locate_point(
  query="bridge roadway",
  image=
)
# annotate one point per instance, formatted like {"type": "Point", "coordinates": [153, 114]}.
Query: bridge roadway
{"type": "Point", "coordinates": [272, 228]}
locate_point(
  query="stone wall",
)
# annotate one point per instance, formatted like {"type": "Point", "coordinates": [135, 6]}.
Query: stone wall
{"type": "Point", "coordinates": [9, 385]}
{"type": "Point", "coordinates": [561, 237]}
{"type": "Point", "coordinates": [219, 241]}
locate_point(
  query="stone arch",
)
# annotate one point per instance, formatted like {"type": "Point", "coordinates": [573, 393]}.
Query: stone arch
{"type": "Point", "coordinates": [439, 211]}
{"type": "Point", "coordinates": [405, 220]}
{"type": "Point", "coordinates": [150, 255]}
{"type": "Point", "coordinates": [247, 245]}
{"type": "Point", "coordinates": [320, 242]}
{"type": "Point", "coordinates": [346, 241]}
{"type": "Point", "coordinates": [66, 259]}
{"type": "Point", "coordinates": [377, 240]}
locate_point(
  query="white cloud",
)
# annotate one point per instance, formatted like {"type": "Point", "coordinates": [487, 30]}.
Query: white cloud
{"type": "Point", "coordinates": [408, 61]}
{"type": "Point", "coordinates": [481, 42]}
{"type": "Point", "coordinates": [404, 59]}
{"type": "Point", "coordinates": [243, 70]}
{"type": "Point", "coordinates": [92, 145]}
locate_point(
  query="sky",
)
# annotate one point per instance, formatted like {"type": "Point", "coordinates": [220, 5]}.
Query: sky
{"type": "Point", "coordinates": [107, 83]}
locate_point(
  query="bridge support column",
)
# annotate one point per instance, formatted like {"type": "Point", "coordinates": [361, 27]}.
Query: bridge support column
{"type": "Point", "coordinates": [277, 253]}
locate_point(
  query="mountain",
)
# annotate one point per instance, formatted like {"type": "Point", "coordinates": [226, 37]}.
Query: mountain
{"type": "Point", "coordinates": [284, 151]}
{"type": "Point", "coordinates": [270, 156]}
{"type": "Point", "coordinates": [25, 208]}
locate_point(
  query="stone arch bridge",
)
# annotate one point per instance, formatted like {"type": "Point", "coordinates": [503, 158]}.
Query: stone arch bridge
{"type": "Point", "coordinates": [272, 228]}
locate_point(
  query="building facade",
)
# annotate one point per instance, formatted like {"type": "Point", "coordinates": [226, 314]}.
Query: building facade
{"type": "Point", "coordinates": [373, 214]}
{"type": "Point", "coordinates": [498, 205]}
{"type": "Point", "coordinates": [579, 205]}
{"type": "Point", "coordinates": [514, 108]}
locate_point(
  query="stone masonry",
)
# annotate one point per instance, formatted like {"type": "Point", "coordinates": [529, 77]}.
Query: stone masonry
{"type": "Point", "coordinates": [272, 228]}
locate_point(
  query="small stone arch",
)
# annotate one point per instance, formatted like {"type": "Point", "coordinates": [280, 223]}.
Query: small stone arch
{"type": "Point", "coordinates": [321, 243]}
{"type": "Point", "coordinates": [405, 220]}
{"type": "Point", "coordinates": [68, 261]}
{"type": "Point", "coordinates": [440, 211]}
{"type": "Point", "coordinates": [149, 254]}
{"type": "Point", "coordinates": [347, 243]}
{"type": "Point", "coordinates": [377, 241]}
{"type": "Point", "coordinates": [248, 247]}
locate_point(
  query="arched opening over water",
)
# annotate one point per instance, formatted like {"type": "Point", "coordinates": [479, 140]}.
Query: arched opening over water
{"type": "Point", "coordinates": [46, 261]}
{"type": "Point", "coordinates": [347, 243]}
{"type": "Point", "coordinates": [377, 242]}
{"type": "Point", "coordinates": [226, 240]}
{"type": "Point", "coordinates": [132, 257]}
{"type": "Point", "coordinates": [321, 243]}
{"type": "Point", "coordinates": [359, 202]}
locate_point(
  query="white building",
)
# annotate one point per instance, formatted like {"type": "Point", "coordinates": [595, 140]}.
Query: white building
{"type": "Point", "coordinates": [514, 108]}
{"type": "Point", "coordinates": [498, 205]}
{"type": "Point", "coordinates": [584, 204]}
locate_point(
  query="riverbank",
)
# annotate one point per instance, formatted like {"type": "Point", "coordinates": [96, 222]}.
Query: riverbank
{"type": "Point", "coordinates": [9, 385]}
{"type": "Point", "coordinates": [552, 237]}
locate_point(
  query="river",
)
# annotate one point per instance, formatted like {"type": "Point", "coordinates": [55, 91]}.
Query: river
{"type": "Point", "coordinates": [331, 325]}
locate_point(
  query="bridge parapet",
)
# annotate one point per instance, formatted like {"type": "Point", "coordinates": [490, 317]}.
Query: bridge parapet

##############################

### Exercise description:
The entire set of entries, and nothing else, should be set down exactly.

### Solution:
locate_point(
  query="bridge roadway",
  image=
)
# annotate one point per instance, formatted like {"type": "Point", "coordinates": [153, 114]}.
Query: bridge roadway
{"type": "Point", "coordinates": [272, 228]}
locate_point(
  query="stone wall",
)
# annotate one point per instance, formatted like {"type": "Point", "coordinates": [135, 6]}.
Query: stone wall
{"type": "Point", "coordinates": [9, 385]}
{"type": "Point", "coordinates": [561, 237]}
{"type": "Point", "coordinates": [219, 241]}
locate_point(
  query="stone arch",
)
# annotate one point per instance, formatted like {"type": "Point", "coordinates": [573, 393]}.
Query: stone arch
{"type": "Point", "coordinates": [439, 211]}
{"type": "Point", "coordinates": [405, 220]}
{"type": "Point", "coordinates": [150, 255]}
{"type": "Point", "coordinates": [247, 245]}
{"type": "Point", "coordinates": [320, 242]}
{"type": "Point", "coordinates": [346, 241]}
{"type": "Point", "coordinates": [66, 259]}
{"type": "Point", "coordinates": [377, 240]}
locate_point(
  query="white cloud",
)
# annotate one point per instance, formatted like {"type": "Point", "coordinates": [487, 30]}.
Query: white cloud
{"type": "Point", "coordinates": [408, 61]}
{"type": "Point", "coordinates": [481, 42]}
{"type": "Point", "coordinates": [404, 59]}
{"type": "Point", "coordinates": [243, 70]}
{"type": "Point", "coordinates": [92, 145]}
locate_point(
  query="sky",
)
# annotate one point per instance, formatted like {"type": "Point", "coordinates": [220, 5]}.
Query: sky
{"type": "Point", "coordinates": [107, 83]}
locate_point(
  query="bridge support column",
)
# annotate one point per instance, formatted like {"type": "Point", "coordinates": [361, 27]}.
Query: bridge support column
{"type": "Point", "coordinates": [277, 253]}
locate_point(
  query="mountain",
)
# annotate one point per instance, formatted like {"type": "Point", "coordinates": [226, 37]}.
Query: mountain
{"type": "Point", "coordinates": [284, 151]}
{"type": "Point", "coordinates": [270, 156]}
{"type": "Point", "coordinates": [25, 208]}
locate_point(
  query="stone arch bridge",
)
# annotate one point per instance, formatted like {"type": "Point", "coordinates": [503, 158]}.
Query: stone arch bridge
{"type": "Point", "coordinates": [272, 228]}
locate_point(
  query="building facade",
)
# annotate one point per instance, formatted like {"type": "Point", "coordinates": [226, 314]}.
Query: building facade
{"type": "Point", "coordinates": [373, 214]}
{"type": "Point", "coordinates": [498, 205]}
{"type": "Point", "coordinates": [579, 205]}
{"type": "Point", "coordinates": [514, 108]}
locate_point(
  query="stone masonry",
)
# annotate one point per instance, formatted like {"type": "Point", "coordinates": [529, 77]}.
Query: stone masonry
{"type": "Point", "coordinates": [272, 228]}
locate_point(
  query="small stone arch",
)
# annotate one point per instance, formatted like {"type": "Point", "coordinates": [280, 223]}.
Query: small stone arch
{"type": "Point", "coordinates": [321, 243]}
{"type": "Point", "coordinates": [405, 220]}
{"type": "Point", "coordinates": [68, 261]}
{"type": "Point", "coordinates": [440, 211]}
{"type": "Point", "coordinates": [149, 254]}
{"type": "Point", "coordinates": [347, 243]}
{"type": "Point", "coordinates": [377, 241]}
{"type": "Point", "coordinates": [248, 247]}
locate_point(
  query="arched opening over water",
)
# annotate one point per instance, formatted like {"type": "Point", "coordinates": [479, 140]}.
Query: arched opening over water
{"type": "Point", "coordinates": [46, 261]}
{"type": "Point", "coordinates": [347, 243]}
{"type": "Point", "coordinates": [377, 242]}
{"type": "Point", "coordinates": [226, 240]}
{"type": "Point", "coordinates": [132, 257]}
{"type": "Point", "coordinates": [321, 243]}
{"type": "Point", "coordinates": [359, 202]}
locate_point(
  query="white building",
)
# annotate one point per instance, formatted like {"type": "Point", "coordinates": [595, 140]}.
Query: white building
{"type": "Point", "coordinates": [514, 108]}
{"type": "Point", "coordinates": [498, 205]}
{"type": "Point", "coordinates": [584, 204]}
locate_point(
  query="riverbank",
)
# annotate one point per instance, formatted like {"type": "Point", "coordinates": [96, 222]}.
Query: riverbank
{"type": "Point", "coordinates": [9, 385]}
{"type": "Point", "coordinates": [552, 237]}
locate_point(
  query="river",
)
# annotate one point per instance, formatted like {"type": "Point", "coordinates": [55, 91]}.
Query: river
{"type": "Point", "coordinates": [331, 325]}
locate_point(
  query="bridge parapet",
)
# annotate one point per instance, formatted like {"type": "Point", "coordinates": [490, 317]}.
Query: bridge parapet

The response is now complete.